- **What the task requires**: Copy each line below that contains "player".
[Material provided — start]
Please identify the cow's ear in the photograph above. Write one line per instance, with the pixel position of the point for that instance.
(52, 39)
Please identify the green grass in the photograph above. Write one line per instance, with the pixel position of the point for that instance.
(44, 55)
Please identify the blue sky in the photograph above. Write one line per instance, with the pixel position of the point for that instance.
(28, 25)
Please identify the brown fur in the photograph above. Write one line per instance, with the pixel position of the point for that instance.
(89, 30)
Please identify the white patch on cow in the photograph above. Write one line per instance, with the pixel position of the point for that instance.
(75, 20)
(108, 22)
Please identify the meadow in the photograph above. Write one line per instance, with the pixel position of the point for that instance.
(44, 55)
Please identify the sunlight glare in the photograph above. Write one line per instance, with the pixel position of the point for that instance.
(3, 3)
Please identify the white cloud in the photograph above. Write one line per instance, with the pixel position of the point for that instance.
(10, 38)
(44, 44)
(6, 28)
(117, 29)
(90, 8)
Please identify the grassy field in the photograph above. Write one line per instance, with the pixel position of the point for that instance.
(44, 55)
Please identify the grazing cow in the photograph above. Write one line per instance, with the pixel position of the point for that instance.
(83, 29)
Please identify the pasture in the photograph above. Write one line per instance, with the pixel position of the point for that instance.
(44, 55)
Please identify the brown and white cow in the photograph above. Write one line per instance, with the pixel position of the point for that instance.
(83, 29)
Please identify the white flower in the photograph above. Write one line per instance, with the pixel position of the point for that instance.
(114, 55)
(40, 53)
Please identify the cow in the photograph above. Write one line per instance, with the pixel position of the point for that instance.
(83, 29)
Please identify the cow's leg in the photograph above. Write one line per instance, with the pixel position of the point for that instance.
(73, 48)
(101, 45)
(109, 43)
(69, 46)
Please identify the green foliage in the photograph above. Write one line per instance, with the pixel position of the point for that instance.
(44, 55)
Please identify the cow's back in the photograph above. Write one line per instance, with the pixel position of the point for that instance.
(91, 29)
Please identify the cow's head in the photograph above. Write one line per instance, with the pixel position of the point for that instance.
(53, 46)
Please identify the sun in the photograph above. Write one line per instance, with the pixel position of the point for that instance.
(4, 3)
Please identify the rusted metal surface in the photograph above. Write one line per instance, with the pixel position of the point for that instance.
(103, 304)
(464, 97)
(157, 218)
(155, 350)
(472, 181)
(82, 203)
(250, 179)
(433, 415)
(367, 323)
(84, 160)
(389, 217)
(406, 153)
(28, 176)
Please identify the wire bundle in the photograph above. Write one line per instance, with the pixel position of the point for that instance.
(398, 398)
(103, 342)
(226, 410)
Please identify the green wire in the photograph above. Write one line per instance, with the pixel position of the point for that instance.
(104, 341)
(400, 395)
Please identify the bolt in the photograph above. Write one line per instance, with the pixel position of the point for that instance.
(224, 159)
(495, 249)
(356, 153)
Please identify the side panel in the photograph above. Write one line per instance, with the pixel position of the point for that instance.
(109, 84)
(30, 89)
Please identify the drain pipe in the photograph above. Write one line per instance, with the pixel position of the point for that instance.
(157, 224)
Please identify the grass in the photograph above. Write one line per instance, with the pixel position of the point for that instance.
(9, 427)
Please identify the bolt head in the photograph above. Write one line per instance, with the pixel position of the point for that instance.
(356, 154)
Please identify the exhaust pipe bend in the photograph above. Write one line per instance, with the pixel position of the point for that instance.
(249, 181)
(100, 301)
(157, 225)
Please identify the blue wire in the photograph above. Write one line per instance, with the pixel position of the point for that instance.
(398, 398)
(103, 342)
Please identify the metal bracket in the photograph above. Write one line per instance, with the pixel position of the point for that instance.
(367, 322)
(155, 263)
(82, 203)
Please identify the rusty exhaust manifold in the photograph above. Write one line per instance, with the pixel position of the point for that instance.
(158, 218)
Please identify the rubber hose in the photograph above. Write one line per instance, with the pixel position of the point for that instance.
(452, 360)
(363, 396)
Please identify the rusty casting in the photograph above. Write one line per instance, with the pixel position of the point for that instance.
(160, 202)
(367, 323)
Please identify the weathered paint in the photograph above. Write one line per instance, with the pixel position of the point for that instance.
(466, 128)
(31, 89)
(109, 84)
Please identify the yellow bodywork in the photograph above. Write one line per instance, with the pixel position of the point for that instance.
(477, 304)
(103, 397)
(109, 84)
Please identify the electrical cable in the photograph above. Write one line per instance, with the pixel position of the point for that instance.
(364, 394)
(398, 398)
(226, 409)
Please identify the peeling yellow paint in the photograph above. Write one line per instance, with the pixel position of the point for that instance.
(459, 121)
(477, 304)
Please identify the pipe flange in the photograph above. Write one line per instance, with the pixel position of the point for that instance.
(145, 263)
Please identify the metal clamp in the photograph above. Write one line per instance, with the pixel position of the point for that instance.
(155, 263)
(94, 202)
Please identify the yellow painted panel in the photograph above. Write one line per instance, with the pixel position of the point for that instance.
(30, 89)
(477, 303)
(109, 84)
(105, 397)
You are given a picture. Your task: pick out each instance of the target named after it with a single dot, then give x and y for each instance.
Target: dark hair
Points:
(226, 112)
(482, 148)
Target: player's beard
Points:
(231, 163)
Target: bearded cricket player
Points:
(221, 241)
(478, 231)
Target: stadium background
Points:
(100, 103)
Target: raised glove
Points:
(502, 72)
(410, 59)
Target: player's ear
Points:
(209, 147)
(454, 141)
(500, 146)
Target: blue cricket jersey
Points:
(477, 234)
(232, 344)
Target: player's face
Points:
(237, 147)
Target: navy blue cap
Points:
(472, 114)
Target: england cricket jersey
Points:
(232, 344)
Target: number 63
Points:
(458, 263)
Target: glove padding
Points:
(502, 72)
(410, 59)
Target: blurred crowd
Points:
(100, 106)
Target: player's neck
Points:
[Material provided — finish]
- **Exercise result**:
Target: player's beard
Target: bearded cricket player
Target: player's ear
Target: player's face
Target: player's neck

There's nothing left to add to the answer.